Top of Document text

Cutting away the support structure of cancer

Sarah Baird
Sarah Baird
Dr Sarah Baird from the Department of Pharmacology & Toxicology was recently awarded $19,500 from the Dean's Bequest funds to support research on bone marrow-derived stem cells.

Cancer cells do not develop into a tumour on their own. They recruit cells from all around the body, and change the behaviour of nearby ones. The new cells provide blood vessels to supply the growing tumour with oxygen and nutrients, and help the cancer cells avoid being killed by the immune system.

In later stages of cancer development, they are also responsible for allowing the cancer cells to move into the bloodstream and away to other sites in the body, in the process of metastasis.

Most chemotherapies concentrate on cancer cells themselves, taking advantage of the fact that they grow faster than other cells in the body. We are interested in creating new therapies that focus specifically on the surrounding support cells. This approach is expected to be more successful, since there are more of these cells and they are generally closer to the blood supply and are therefore targeted first by therapy.

The research supported through the Dean's Bequest will concentrate on bone marrow-derived stem cells. A large proportion of the tumour is made up of these cells, although it is not known how they are attracted from the bone marrow to the site of the developing tumour. We will explore which molecules are important in this process and also look at how these cells contribute to the cancer cells' later movement around the body in metastasis.

Therapeutic strategies resulting from this work will contribute to the treatment of many types of solid tumour, including breast, ovarian, colon and prostate tumours. Removing the supporting structure for a tumour will stop these cancers progressing and may also stop them developing in the first place.

Bottom of Document text
Top of Given records

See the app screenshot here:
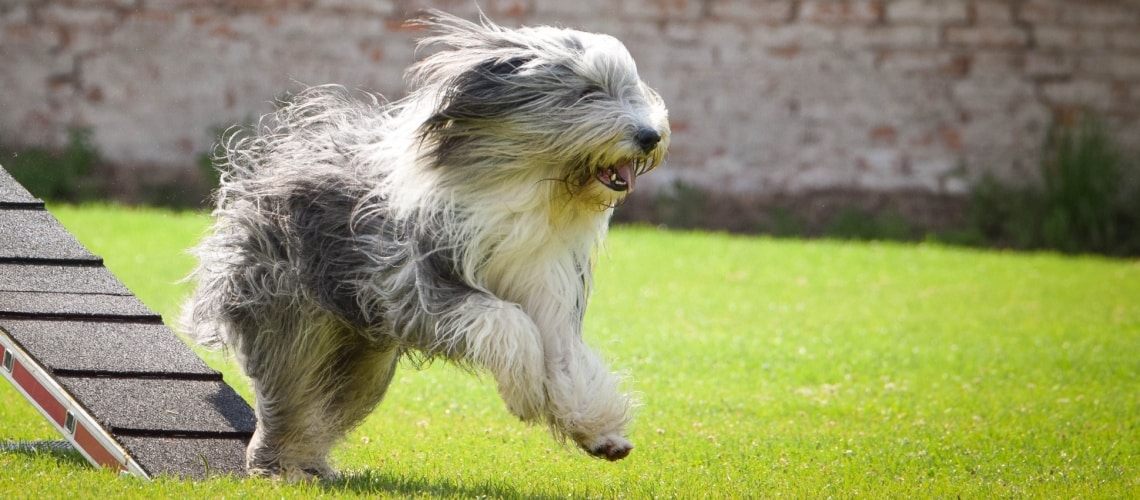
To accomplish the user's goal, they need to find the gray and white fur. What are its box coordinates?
[182,11,669,478]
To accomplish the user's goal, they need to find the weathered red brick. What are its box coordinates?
[799,0,884,24]
[622,0,701,21]
[946,25,1029,47]
[1025,50,1076,77]
[886,0,969,23]
[709,0,795,23]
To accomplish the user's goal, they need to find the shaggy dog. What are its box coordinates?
[184,11,669,477]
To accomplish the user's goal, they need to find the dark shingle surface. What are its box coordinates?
[0,210,99,262]
[57,377,257,437]
[0,292,161,321]
[0,319,221,380]
[0,264,131,295]
[119,436,246,479]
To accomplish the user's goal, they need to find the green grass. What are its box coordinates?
[0,207,1140,498]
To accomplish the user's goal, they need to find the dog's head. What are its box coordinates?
[409,11,669,206]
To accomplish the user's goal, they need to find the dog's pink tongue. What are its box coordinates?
[618,162,637,192]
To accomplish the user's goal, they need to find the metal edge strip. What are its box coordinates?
[0,329,150,479]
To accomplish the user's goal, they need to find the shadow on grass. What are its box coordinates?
[0,441,90,467]
[320,469,556,499]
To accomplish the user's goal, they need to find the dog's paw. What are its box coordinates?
[579,434,634,461]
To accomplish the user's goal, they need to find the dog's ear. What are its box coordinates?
[420,56,544,163]
[428,56,543,124]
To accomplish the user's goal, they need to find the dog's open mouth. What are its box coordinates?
[597,159,640,191]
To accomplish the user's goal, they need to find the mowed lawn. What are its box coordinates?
[0,207,1140,498]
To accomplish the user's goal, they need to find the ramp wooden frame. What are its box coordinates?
[0,169,255,478]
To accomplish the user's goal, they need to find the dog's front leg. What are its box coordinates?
[545,327,633,460]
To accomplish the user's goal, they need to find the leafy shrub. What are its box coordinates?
[3,129,99,202]
[970,115,1140,255]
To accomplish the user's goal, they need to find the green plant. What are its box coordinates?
[3,128,100,202]
[970,114,1140,255]
[1041,116,1124,252]
[823,207,917,241]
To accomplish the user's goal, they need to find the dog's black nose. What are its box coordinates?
[634,129,661,153]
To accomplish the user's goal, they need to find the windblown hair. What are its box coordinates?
[182,11,669,477]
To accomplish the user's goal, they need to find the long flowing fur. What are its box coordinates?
[182,13,669,477]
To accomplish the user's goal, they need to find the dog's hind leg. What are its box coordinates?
[416,293,547,421]
[246,318,399,481]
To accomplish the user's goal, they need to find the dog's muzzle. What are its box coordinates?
[597,129,661,192]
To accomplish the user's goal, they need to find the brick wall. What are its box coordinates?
[0,0,1140,199]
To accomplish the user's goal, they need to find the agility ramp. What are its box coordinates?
[0,169,257,478]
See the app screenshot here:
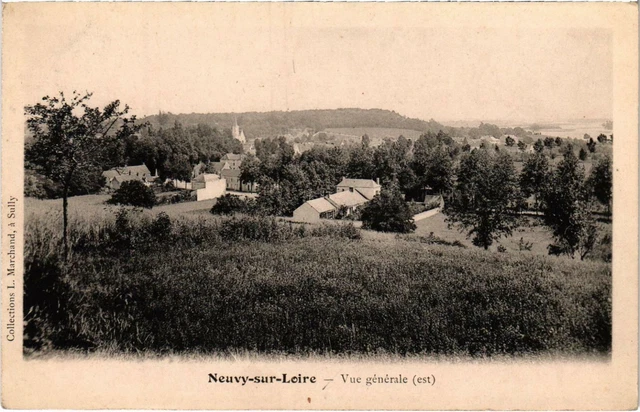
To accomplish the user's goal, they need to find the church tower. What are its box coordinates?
[231,117,247,143]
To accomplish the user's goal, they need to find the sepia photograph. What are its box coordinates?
[2,3,638,409]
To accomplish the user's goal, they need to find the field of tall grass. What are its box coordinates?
[24,205,611,356]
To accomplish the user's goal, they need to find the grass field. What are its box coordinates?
[25,197,611,357]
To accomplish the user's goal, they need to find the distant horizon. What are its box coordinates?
[137,107,612,127]
[8,4,613,123]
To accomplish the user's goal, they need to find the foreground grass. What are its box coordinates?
[25,209,611,357]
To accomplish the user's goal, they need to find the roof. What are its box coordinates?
[338,178,380,189]
[102,169,120,179]
[306,197,336,213]
[118,163,151,175]
[209,162,227,174]
[220,153,244,160]
[102,163,151,179]
[111,174,142,182]
[329,192,368,206]
[220,169,242,177]
[192,173,220,182]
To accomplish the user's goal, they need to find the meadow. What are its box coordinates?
[25,197,611,357]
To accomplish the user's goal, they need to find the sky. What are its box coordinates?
[5,4,613,122]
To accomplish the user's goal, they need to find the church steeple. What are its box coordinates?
[231,116,247,143]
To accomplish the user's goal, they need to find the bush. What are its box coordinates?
[220,216,299,242]
[312,223,362,240]
[108,180,156,209]
[362,189,416,233]
[156,190,195,205]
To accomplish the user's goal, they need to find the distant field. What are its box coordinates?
[25,209,611,357]
[25,195,215,217]
[324,127,422,140]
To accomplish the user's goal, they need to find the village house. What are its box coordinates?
[293,178,381,222]
[220,153,244,169]
[191,173,227,202]
[220,169,242,192]
[102,163,157,190]
[336,177,381,200]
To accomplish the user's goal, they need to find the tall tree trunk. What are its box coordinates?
[62,184,69,260]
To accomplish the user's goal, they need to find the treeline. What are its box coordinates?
[232,132,461,216]
[144,109,445,138]
[232,131,612,258]
[144,109,544,143]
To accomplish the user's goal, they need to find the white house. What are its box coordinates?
[191,173,227,202]
[102,163,157,190]
[293,190,369,223]
[293,197,336,222]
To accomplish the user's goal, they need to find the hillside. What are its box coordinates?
[143,109,444,138]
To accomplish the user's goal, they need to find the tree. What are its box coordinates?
[520,152,549,209]
[544,137,556,150]
[505,136,516,147]
[543,147,597,259]
[412,143,453,193]
[108,180,156,209]
[578,147,589,161]
[240,154,262,183]
[362,185,416,233]
[533,139,544,153]
[587,156,613,213]
[444,150,522,250]
[24,91,141,256]
[518,140,527,152]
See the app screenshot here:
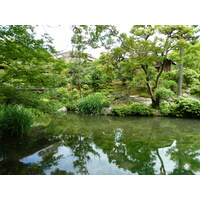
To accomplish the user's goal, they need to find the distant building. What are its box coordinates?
[55,51,96,62]
[154,58,176,72]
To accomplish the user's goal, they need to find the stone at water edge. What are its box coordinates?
[58,107,67,112]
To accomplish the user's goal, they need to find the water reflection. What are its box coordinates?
[0,114,200,175]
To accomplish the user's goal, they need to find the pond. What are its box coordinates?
[0,113,200,175]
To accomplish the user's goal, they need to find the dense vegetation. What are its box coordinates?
[0,25,200,135]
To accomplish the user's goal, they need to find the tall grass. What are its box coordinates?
[0,105,33,136]
[77,93,110,115]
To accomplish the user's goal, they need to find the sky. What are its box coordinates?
[35,24,132,58]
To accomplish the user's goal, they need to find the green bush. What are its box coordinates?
[183,69,198,85]
[160,97,200,118]
[77,93,110,115]
[130,103,153,116]
[190,85,200,94]
[65,101,76,111]
[112,102,153,116]
[162,80,178,92]
[101,99,110,108]
[154,88,174,106]
[154,88,174,100]
[159,102,173,116]
[111,106,130,116]
[0,105,33,136]
[172,98,200,118]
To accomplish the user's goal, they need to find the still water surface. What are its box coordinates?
[0,113,200,175]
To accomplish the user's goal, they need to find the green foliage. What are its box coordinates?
[154,88,174,100]
[0,105,33,136]
[190,85,200,95]
[112,102,153,116]
[77,93,109,115]
[183,69,198,85]
[159,102,173,116]
[130,102,153,116]
[111,105,130,116]
[162,80,178,92]
[172,98,200,118]
[91,68,103,91]
[114,94,123,100]
[101,99,110,108]
[160,97,200,118]
[162,70,178,83]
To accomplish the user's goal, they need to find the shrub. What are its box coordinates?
[183,69,198,85]
[111,106,130,116]
[112,102,153,116]
[0,105,33,136]
[172,98,200,118]
[160,97,200,118]
[162,80,178,92]
[114,94,123,100]
[190,85,200,94]
[77,93,110,115]
[159,102,173,116]
[154,88,174,101]
[130,102,153,116]
[101,99,110,108]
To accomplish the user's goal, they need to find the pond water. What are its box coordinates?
[0,113,200,175]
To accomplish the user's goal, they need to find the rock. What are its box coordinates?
[100,107,112,115]
[181,93,189,98]
[154,110,163,117]
[58,107,67,112]
[130,95,152,106]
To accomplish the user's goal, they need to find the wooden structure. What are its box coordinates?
[154,58,176,72]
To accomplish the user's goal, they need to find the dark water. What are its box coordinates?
[0,114,200,175]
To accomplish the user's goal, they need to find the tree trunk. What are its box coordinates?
[78,85,82,98]
[178,47,183,97]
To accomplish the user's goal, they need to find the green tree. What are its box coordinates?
[0,25,63,111]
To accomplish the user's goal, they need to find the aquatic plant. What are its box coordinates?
[0,105,33,136]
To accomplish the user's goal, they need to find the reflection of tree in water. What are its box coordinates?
[94,117,200,174]
[0,134,65,175]
[94,129,158,174]
[65,135,99,174]
[167,133,200,175]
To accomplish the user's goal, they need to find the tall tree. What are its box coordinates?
[0,25,62,111]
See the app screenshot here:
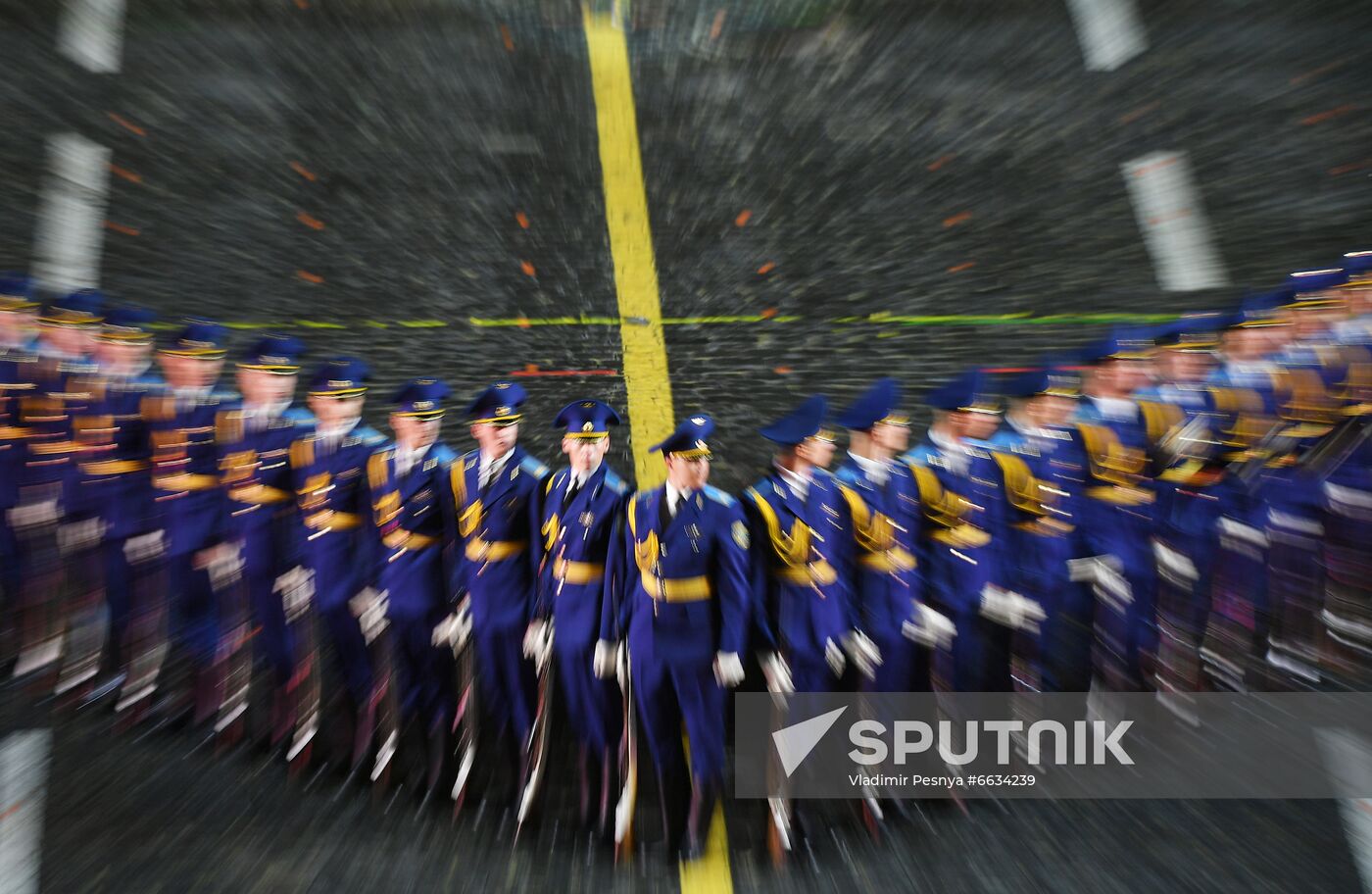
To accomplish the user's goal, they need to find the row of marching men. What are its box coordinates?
[0,253,1372,857]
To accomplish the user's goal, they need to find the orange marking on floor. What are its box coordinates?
[1119,102,1162,124]
[1300,103,1354,124]
[104,111,148,136]
[110,165,143,182]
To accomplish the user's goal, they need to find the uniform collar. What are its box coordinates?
[1087,397,1139,422]
[774,465,815,503]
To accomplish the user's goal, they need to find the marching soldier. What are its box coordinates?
[535,400,628,832]
[452,381,552,798]
[0,273,38,670]
[8,290,104,677]
[79,308,166,695]
[358,379,457,804]
[742,394,881,693]
[596,416,754,860]
[1071,332,1160,692]
[1313,251,1372,688]
[146,320,236,723]
[1200,300,1289,691]
[991,364,1095,692]
[906,370,1044,692]
[1135,323,1225,692]
[836,377,956,692]
[291,357,385,773]
[216,335,313,749]
[1259,270,1349,688]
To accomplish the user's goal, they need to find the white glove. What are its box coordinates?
[900,603,957,651]
[1067,555,1133,614]
[981,583,1049,633]
[591,640,620,679]
[347,586,390,645]
[7,500,58,530]
[195,544,243,589]
[271,566,315,621]
[123,531,166,565]
[844,630,881,679]
[714,652,744,689]
[433,600,472,654]
[58,518,104,555]
[824,640,848,677]
[758,652,796,695]
[524,618,553,672]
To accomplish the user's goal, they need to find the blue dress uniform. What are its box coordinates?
[143,320,233,700]
[15,290,104,685]
[1135,321,1228,692]
[367,379,457,741]
[989,366,1097,692]
[1073,333,1158,692]
[289,357,385,760]
[834,379,930,692]
[450,381,548,750]
[1259,270,1348,686]
[742,394,851,692]
[1200,302,1286,689]
[216,335,313,743]
[601,416,754,856]
[0,273,38,625]
[906,370,1012,692]
[535,400,630,821]
[78,308,166,686]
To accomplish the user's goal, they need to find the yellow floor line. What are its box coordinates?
[584,11,734,894]
[586,5,673,487]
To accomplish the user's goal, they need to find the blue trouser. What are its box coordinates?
[100,537,133,668]
[632,659,726,785]
[306,530,373,705]
[863,630,930,692]
[168,552,220,666]
[241,524,295,685]
[553,638,623,754]
[390,616,454,726]
[318,604,371,706]
[474,627,538,744]
[0,516,24,611]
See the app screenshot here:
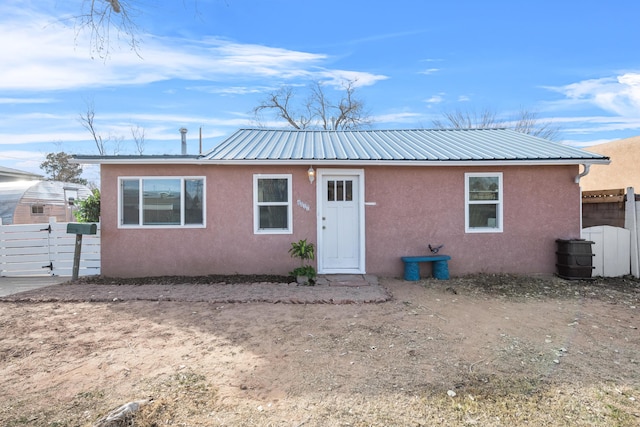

Bottom of Given records

*Required actions:*
• a. From the article on cancer support cells, output the passage from "Therapeutic strategies resulting" to "the first place." word for word.
• b. In the article on cancer support cells:
(i) How much money was Dr Sarah Baird awarded from the Dean's Bequest funds?
(ii) Which department is Dr Sarah Baird from?
(iii) Which types of solid tumour are named as ones the resulting therapeutic strategies will help treat?

*Response list:*
• a.
Therapeutic strategies resulting from this work will contribute to the treatment of many types of solid tumour, including breast, ovarian, colon and prostate tumours. Removing the supporting structure for a tumour will stop these cancers progressing and may also stop them developing in the first place.

• b.
(i) $19,500
(ii) The Department of Pharmacology & Toxicology
(iii) Breast, ovarian, colon and prostate tumours